Produce a word-for-word copy of the data that follows, excluding images.
Information given Start Marker
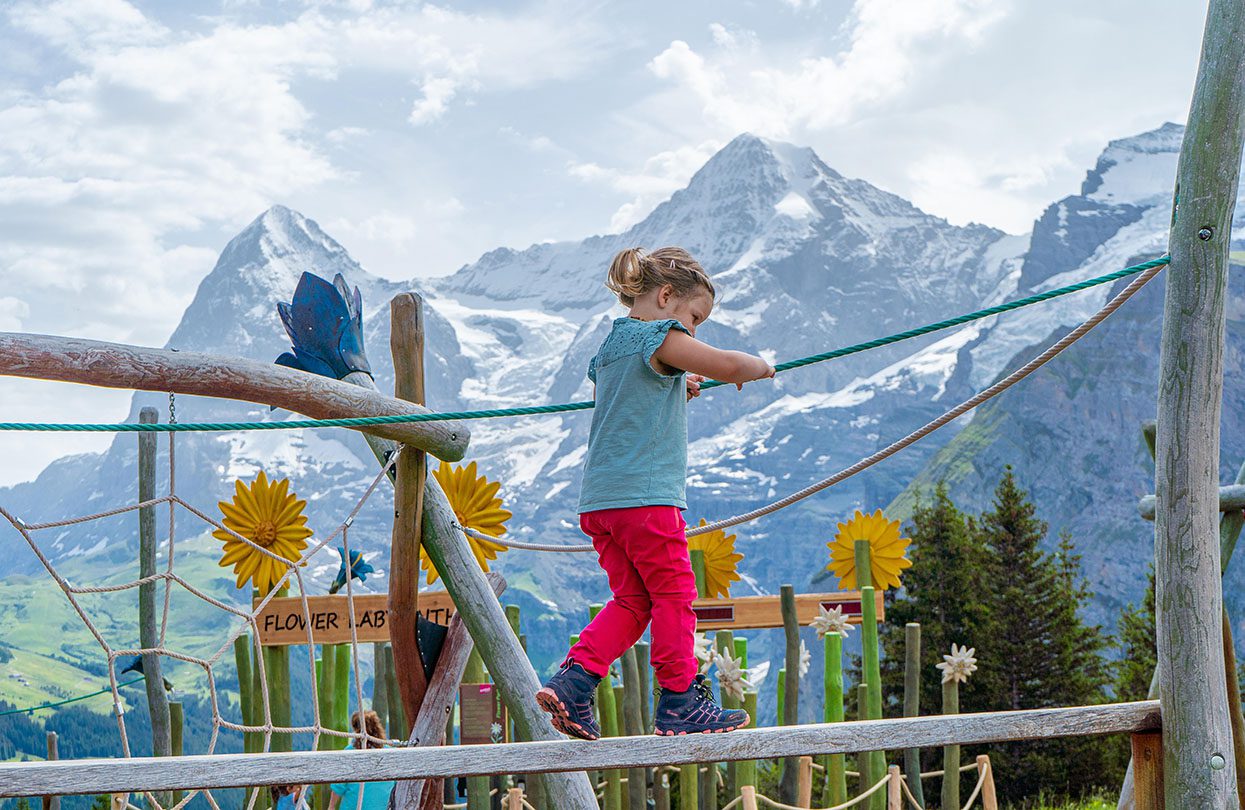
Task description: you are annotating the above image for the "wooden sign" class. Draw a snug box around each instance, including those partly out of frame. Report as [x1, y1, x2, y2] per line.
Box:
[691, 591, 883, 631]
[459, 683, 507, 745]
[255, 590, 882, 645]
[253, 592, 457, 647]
Information given End Marker
> _Response area_:
Task description: you are annotating the above image for the "wooden sign" class. Draw a snug box around each instance, including those partly out of frame. Report as [x1, y1, x2, y2] per line.
Box:
[691, 591, 883, 631]
[459, 683, 507, 745]
[255, 590, 882, 645]
[253, 592, 457, 647]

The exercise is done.